» PETUNJUK TUGAS
A - Sebutkan semua jabatan militer dan pertahanan yang disebut dalam teks tentang pergantian pimpinan TNI, tanpa jabatan presiden.
B - Jawablah pertanyaan berikut berdasarkan teks tentang pergantian pimpinan TNI:
(i) Siapa yang menjabat KSAU?
(ii) Mengapa rumor bahwa Erwin Sudjono akan menjadi KSAD ternyata tidak benar?
(iii) Pergantian pimpinan TNI itu dilakukan menjelang persiapan apa?
C - Tuliskan lanjutan teks tentang pergantian pimpinan TNI, dimulai setelah kalimat terakhirnya.

=== TEKS BACAAN ===

PRESIDEN Susilo Bambang Yudhoyono (SBY) telah melantik pejabat baru Panglima TNI, KSAD, dan KSAU, sebagai bagian dari regenerasi di tubuh angkatan bersenjata tersebut. Jenderal TNI Djoko Santioso mendapat amanah sebagai Panglima TNI menggantikan Djoko Suyanto yang memasuki masa purna tugas.
KSAD dipercayakan kepada Letjen TNI Agustadi Sasongko Purnomo menggantikan Jenderal Djoko Santoso, sedangkan KSAU dijabat Marsekal Madya Subandrio. Sebelumnya sempat tersiar kabar, posisi KSAD bakal diisi oleh saudara ipar SBY, Letjen Erwin Sudjono yang menjabat Kepala Staf Umum (Kasum) Mabes TNI.
Namun rumor itu ternyata tak benar karena Erwin Sudjono memasuki masa purna tugas. Ada juga nama lain yang disebut-sebut punya peluang besar menjadi KSAD yaitu Letjen Sjafrie Sjamsoedin, yang menjabat Sekjen Departemen Pertahanan (Depham). Namun, SBY ternyata lebih memilih Agustadi yang penah menjabat sebagai Pangdam Jaya.
Pergantian di jajaran pimpinan TNI tersebut menjadi perhatian karena kebetulan dilakukan menjelang persiapan pemilihan presiden 2009. Sorotan tersebut wajar saja karena posisi Panglima TNI dan para kepala staf punya pengaruh terhadap konfigurasi politik di negeri ini.
TNI memang melepaskan hak pilih dalam pemilu dan tidak boleh terlibat dalam dunia politik praktis. Secara formal, TNI berada di posisi netral, mengambil jarak yang sama dengan semua kekuatan politik, dalam posisinya sebagai penjaga kedaulatan negara.

=== BLOK DATA ===

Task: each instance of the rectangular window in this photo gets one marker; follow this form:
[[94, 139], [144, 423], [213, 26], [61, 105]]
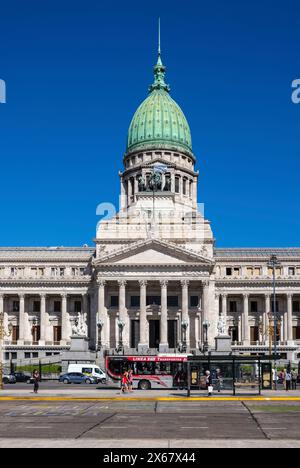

===

» JAWABAN TUGAS
A -
1. Panglima TNI
2. KSAD
3. KSAU
4. Kepala Staf Umum (Kasum) Mabes TNI
5. Sekjen Departemen Pertahanan (Depham)
6. Pangdam Jaya

B -
(i) Marsekal Madya Subandrio.
(ii) Karena Erwin Sudjono memasuki masa purna tugas.
(iii) Persiapan pemilihan presiden 2009.

C -
Namun, TNI mempunyai keluarga besar, yaitu keluarga para prajurit dan purnawirawan. Mereka mempunyai hak pilih dan dipilih, termasuk berkecimpung dalam dunia politik praktis. Oleh karena itu, mereka juga penghasil suara bagi para calon anggota parlemen dan kandidat pasangan presiden-wapres.
Pada masa lalu, keluarga prajurit diarahkan untuk memilih kekuatan politik tertentu. Bahkan para petinggi TNI ada yang terang-terangan berpihak kepada organisasi sosial politik tertentu. Faktor sejarah dan kondisi politik menimbulkan situasi semacam itu.
Muncul kekhawatiran, fenomena yang pernah terjadi di masa lalu bakal muncul kembali. Mungkin saja di masa kini bentuk dukungan tidak terlalu mencolok seperti di masa lalu. Mobilisasi dukungan bisa dilakukan dengan cara sangat halus karena keluarga besar TNI merupakan lumbung suara potensial.
Pada pemilu 2004 lalu sempat terungkap ke permukaan mobilisasi yang dilakukan seorang perwira menengah Polri di Jawa Tengah untuk mendukung seorang kandidat presiden. Mobilisasi dikemas melalui acara silaturahmi dengan para purnawirawan dan keluarga anggota.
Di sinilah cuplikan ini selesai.